Source>
The East Turkestan Liberation Organization (ETLO) was a secessionist Uyghur organization that advocated for an independent Uyghur state named East Turkestan in the Western Chinese province known as Xinjiang. The organization was established in Turkey in 1990 or 1996 to fight against the Chinese government in Xinjiang, a territory of ethnic Uyghur majority. ETLO is a designated terrorist organization by the governments of China, Kazakhstan, and Kyrgyzstan.

History
Amnesty International reports that "The Chinese government’s use of the term "separatism" refers to a broad range of activities, many of which amount to no more than peaceful opposition or dissent. Over the last three years, tens of thousands of people are reported to have been detained for investigation in the region and hundreds, possibly thousands, have been charged or sentenced under the Criminal Law; many Uighurs are believed to have been sentenced to death and executed for alleged "separatist" or "terrorist" offenses, although the exact number is impossible to determine."

Data section>
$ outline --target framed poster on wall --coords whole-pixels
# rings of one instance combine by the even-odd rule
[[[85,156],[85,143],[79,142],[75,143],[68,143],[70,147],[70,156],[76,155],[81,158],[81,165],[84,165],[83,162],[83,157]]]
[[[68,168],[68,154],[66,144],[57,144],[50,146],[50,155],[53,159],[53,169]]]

Goal A>
Quote the passage on the East Turkestan Liberation Organization word for word, covering the stretch from "The East Turkestan" through "Kazakhstan, and Kyrgyzstan.".
Goal B>
Write the next part of the passage on the East Turkestan Liberation Organization, picking up after its last sentence.
You won't need the material for any of this.

Expected answer A>
The East Turkestan Liberation Organization (ETLO) was a secessionist Uyghur organization that advocated for an independent Uyghur state named East Turkestan in the Western Chinese province known as Xinjiang. The organization was established in Turkey in 1990 or 1996 to fight against the Chinese government in Xinjiang, a territory of ethnic Uyghur majority. ETLO is a designated terrorist organization by the governments of China, Kazakhstan, and Kyrgyzstan.

Expected answer B>
In 1998, ETLO members were accused by the government of China of organizing 15 arson incidents in Ürümqi, and in 1999, Istanbul police arrested 10 ETLO members for a series of attacks on Chinese people in Turkey.

Since 9/11, 2001, China has effectively used the international climate to build an international coalition against Uyghur separatist movements. On 15 December 2003, the Chinese Ministry of Public Security issued a list of East Turkestan terrorists and terrorist organizations which named four organizations and several individuals: the East Turkestan Liberation Organization (ETLO), the East Turkestan Islamic Movement (ETIM), the World Uyghur Youth Congress (WUYC), and the East Turkestan Information Center (ETIC). Many analysts claim that Russian and Chinese authorities exaggerate the potency of the Uyghur groups to justify their repressive counter-terror policies.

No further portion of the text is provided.